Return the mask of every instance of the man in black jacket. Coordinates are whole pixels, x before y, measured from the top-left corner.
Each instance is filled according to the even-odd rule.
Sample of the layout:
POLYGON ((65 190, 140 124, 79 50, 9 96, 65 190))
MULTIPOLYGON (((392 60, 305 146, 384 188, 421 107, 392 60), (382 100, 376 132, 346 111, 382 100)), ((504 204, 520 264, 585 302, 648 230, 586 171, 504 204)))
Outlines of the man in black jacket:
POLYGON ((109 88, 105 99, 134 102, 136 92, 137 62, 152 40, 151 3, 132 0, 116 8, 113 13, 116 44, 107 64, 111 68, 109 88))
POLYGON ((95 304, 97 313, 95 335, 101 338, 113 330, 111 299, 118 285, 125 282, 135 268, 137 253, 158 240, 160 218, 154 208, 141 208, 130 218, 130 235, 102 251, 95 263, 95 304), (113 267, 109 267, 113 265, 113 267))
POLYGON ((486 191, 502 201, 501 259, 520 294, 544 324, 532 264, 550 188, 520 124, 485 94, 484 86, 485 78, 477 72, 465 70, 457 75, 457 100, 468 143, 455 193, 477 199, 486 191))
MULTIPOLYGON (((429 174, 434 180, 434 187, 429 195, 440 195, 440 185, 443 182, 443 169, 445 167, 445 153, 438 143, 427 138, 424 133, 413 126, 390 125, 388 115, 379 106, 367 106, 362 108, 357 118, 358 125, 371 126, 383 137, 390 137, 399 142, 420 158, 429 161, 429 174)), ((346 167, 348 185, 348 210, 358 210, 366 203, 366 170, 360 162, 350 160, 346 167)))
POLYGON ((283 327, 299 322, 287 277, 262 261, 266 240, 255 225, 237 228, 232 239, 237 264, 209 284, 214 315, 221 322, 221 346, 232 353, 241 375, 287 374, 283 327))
====
### Challenge
Rewrite the listing above as a numbered list, dropping any blank lines.

### Complete output
1. Return the mask of every instance of the man in black jacket. Coordinates are whole pixels, x before y, measured from the top-left corner.
2. Each instance is filled according to the even-odd rule.
3. Sample of the layout:
4. POLYGON ((65 190, 140 124, 79 50, 9 96, 65 190))
5. MULTIPOLYGON (((392 60, 305 146, 384 188, 421 107, 392 60), (382 100, 376 132, 346 111, 382 100)), ((504 204, 520 264, 585 302, 648 230, 586 171, 504 204)))
6. Outlines of the man in black jacket:
7. POLYGON ((109 88, 105 99, 134 102, 136 92, 137 62, 152 40, 151 3, 132 0, 116 8, 113 13, 116 44, 107 64, 111 68, 109 88))
8. POLYGON ((95 304, 97 313, 95 335, 101 338, 113 330, 111 299, 118 285, 125 282, 135 268, 137 253, 158 240, 160 218, 154 208, 141 208, 130 218, 130 235, 102 251, 95 263, 95 304), (113 267, 109 267, 113 265, 113 267))
9. POLYGON ((486 191, 502 201, 501 259, 520 294, 544 324, 532 264, 550 188, 520 124, 485 94, 484 86, 485 78, 477 72, 465 70, 457 75, 457 100, 468 143, 455 193, 477 199, 486 191))
10. MULTIPOLYGON (((429 174, 434 180, 434 187, 429 195, 440 195, 440 185, 443 182, 443 169, 445 167, 445 153, 438 143, 427 138, 424 133, 413 126, 390 125, 388 115, 379 106, 367 106, 362 108, 357 118, 358 125, 371 126, 383 137, 390 137, 399 142, 420 158, 429 161, 429 174)), ((346 167, 348 185, 348 210, 358 210, 366 203, 366 170, 360 162, 350 160, 346 167)))
11. POLYGON ((283 327, 299 322, 287 277, 262 261, 266 240, 255 225, 237 228, 232 239, 237 264, 209 284, 214 315, 221 322, 221 346, 232 353, 241 375, 287 374, 283 327))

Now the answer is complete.